What is needed: Your task is to output the entries below word for word.
[[ Material shown open ]]
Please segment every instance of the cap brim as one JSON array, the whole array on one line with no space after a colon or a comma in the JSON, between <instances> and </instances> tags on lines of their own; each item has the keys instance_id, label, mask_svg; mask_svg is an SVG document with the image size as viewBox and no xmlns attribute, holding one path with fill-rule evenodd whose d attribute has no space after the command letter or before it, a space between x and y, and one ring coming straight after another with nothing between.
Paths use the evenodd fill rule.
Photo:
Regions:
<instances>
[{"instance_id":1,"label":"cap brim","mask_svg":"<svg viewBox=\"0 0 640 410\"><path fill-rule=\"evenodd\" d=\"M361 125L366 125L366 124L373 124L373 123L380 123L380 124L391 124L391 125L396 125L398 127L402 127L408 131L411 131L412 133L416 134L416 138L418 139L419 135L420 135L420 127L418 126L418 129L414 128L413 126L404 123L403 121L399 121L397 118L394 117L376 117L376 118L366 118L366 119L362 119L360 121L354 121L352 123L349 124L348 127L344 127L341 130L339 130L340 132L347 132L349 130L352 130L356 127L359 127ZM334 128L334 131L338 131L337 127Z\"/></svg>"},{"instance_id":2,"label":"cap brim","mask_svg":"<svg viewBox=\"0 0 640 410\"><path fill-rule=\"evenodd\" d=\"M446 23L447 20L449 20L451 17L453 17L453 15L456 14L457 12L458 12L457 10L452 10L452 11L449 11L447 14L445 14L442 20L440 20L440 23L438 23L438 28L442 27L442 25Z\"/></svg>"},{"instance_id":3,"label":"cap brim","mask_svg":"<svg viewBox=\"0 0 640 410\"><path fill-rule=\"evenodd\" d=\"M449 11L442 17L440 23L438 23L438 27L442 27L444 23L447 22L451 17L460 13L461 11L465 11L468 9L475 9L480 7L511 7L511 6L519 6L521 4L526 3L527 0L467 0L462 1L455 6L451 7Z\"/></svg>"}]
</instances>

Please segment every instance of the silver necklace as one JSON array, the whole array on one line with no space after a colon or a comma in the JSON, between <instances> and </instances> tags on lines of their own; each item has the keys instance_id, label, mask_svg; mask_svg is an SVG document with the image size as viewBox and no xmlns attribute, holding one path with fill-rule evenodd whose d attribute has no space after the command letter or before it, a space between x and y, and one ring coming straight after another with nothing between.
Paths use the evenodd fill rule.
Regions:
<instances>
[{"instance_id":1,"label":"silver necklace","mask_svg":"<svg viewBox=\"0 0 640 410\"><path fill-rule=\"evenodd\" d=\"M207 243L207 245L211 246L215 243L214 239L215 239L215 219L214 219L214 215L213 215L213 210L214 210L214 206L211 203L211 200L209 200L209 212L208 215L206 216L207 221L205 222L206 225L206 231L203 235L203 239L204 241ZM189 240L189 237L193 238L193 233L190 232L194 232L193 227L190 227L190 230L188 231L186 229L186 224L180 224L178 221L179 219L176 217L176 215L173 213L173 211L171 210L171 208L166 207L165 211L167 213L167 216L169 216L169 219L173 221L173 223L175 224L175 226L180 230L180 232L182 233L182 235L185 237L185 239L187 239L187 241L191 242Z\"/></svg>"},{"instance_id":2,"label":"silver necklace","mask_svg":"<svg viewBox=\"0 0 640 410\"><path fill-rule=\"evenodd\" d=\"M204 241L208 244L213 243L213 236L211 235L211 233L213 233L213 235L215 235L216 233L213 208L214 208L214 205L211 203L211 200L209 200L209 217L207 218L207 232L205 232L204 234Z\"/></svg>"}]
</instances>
[[ Material shown closed ]]
Solution:
Please segment every instance of the cap brim as one JSON array, the whole array on one line with no space after a colon or a comma in the JSON, between <instances> and </instances> tags on lines of their own; each item has the keys instance_id, label, mask_svg; mask_svg is an SVG document with the image size as viewBox and no xmlns attribute, holding one path with fill-rule evenodd whose d attribute has no space after the command letter or before it, a space between x and y, and one ring coming straight after another with nothing between.
Paths use the evenodd fill rule.
Photo:
Regions:
<instances>
[{"instance_id":1,"label":"cap brim","mask_svg":"<svg viewBox=\"0 0 640 410\"><path fill-rule=\"evenodd\" d=\"M361 125L366 125L366 124L373 124L373 123L380 123L380 124L391 124L391 125L396 125L398 127L402 127L408 131L411 131L412 133L416 134L416 138L418 139L419 135L420 135L420 127L418 126L418 129L414 128L413 126L404 123L403 121L399 121L397 118L394 117L376 117L376 118L366 118L366 119L362 119L360 121L354 121L352 123L349 124L348 127L344 127L341 130L339 130L340 132L347 132L349 130L352 130L356 127L359 127ZM334 128L334 131L338 131L337 127Z\"/></svg>"},{"instance_id":2,"label":"cap brim","mask_svg":"<svg viewBox=\"0 0 640 410\"><path fill-rule=\"evenodd\" d=\"M446 23L447 20L449 20L451 17L453 17L453 15L456 14L457 12L458 12L457 10L452 10L452 11L449 11L447 14L445 14L442 20L440 20L440 23L438 23L438 28L442 27L442 25Z\"/></svg>"},{"instance_id":3,"label":"cap brim","mask_svg":"<svg viewBox=\"0 0 640 410\"><path fill-rule=\"evenodd\" d=\"M449 11L442 17L440 23L438 23L438 27L442 27L444 23L447 22L451 17L460 13L461 11L465 11L468 9L475 9L480 7L511 7L511 6L519 6L521 4L526 3L527 0L467 0L462 1L455 6L451 7Z\"/></svg>"}]
</instances>

Please segment every instance of the silver necklace as one JSON array, the whole array on one line with no space after a colon or a comma in the JSON, between <instances> and </instances> tags on lines of their own; each item has the keys instance_id, label, mask_svg; mask_svg is an SVG document with the image size as viewBox and no xmlns attribute, holding one path with fill-rule evenodd whose d attribute has no space after the command letter or before it, a space between x and y, and one ring coming straight after another with nothing between.
Paths use the evenodd fill rule.
Regions:
<instances>
[{"instance_id":1,"label":"silver necklace","mask_svg":"<svg viewBox=\"0 0 640 410\"><path fill-rule=\"evenodd\" d=\"M207 243L207 245L211 246L215 243L214 239L215 239L215 219L214 219L214 215L213 215L213 210L214 210L214 206L211 203L211 200L209 200L209 212L208 215L206 216L207 221L205 222L206 225L206 231L203 235L203 239L204 241ZM189 240L189 237L193 238L193 233L190 232L194 232L193 227L190 227L190 230L188 231L186 229L186 224L180 224L178 221L179 219L176 217L176 215L173 213L173 211L171 210L171 208L166 207L165 211L167 213L167 216L169 216L169 219L173 221L173 223L175 224L175 226L180 230L180 232L182 233L182 235L185 237L185 239L187 239L187 241L191 242Z\"/></svg>"},{"instance_id":2,"label":"silver necklace","mask_svg":"<svg viewBox=\"0 0 640 410\"><path fill-rule=\"evenodd\" d=\"M204 241L208 244L213 243L213 236L211 235L211 233L213 233L213 235L215 235L216 233L213 208L214 208L214 205L211 203L211 200L209 200L209 217L207 218L207 232L205 232L204 234Z\"/></svg>"}]
</instances>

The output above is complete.